▶ _Written instruction_: Please say whether each of these statements agrees with the "Project June 18" text, answering yes or no and quoting the words that decide it: (a) The writer found the perfect moment to get her away from everything. (b) The writer had rehearsed what to say. (c) The writer had been interested in her for less than six months.

▶ _Text shown_:
I have already braced myself for whatever may be the result of "Project June 18" already delayed. I have already prepared myself to expect the worst but hope for the best.
I was ready. All I needed was the perfect moment to get her away from everything and just let everything spill out. Sadly, that moment never materialized. So once again, I am suffering in silence.
My lines were rehearsed, ready and I had them down to pat.
I was prepared to tell her just how special she was to me. I was ready to tell her how knowing her has added so much color to my life, even if she colored it by her mere presence.
I wanted to tell her that what I was about to do isn't something I normally do, and that I have been mulling and contemplating about telling her for months. Hell, I've been interested in her for more than a year!
I wanted her to know that I was a bundle of nerves, and maybe if I didn't do it anytime soon, I'd never do it for the rest of my life.
That normally, I'd let things like these go and pass them off as a fleeting crush, that these feelings normally would have no place under the sun. But there are times when you feel strong enough to know that it's not worth it to keep them inside.

▶ _Information supplied_:
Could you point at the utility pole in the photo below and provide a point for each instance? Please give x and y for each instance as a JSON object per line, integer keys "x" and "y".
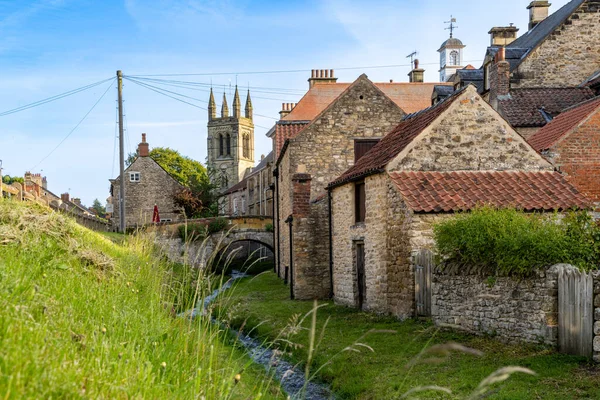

▶ _Task response_:
(a) No: "Sadly, that moment never materialized."
(b) Yes: "My lines were rehearsed, ready and I had them down to pat."
(c) No: "I've been interested in her for more than a year!"